-- SOURCE MATERIAL --
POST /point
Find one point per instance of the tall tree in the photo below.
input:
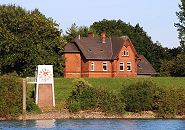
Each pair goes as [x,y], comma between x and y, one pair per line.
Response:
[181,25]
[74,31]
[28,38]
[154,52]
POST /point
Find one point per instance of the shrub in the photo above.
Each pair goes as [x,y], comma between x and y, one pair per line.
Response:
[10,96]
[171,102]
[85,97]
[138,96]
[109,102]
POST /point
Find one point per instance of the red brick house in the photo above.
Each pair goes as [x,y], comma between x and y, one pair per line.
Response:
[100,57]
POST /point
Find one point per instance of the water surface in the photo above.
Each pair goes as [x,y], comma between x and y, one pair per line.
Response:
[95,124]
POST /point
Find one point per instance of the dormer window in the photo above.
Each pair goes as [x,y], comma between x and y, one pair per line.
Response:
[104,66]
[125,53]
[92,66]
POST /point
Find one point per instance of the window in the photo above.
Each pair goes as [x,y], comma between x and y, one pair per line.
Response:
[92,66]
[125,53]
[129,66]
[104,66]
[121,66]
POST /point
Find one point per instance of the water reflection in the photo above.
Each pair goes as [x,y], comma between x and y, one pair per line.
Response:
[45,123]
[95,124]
--
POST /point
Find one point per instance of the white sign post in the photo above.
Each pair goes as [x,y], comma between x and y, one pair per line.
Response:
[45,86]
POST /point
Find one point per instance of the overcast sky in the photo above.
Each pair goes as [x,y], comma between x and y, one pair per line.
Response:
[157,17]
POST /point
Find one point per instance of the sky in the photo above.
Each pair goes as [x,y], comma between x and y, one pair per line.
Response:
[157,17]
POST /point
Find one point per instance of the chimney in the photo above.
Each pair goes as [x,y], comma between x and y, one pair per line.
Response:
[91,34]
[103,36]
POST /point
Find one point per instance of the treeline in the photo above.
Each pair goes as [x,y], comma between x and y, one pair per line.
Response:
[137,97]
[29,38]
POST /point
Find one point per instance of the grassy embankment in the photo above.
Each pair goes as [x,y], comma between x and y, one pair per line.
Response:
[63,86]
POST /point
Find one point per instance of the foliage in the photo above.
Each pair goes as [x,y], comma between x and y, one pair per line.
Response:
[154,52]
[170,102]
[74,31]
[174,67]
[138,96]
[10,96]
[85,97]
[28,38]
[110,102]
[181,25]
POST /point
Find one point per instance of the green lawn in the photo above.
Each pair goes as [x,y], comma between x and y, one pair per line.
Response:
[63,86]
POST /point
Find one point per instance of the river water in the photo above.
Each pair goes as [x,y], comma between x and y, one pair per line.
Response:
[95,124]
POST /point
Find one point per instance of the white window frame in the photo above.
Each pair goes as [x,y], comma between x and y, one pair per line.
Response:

-- WHAT YOU NEED TO DO --
Copy every line of the listing containing the string "white".

-- TASK RESPONSE --
Find one point per instance of the white sign post in the photo above.
Find one point per instance of the white window frame in the photo above.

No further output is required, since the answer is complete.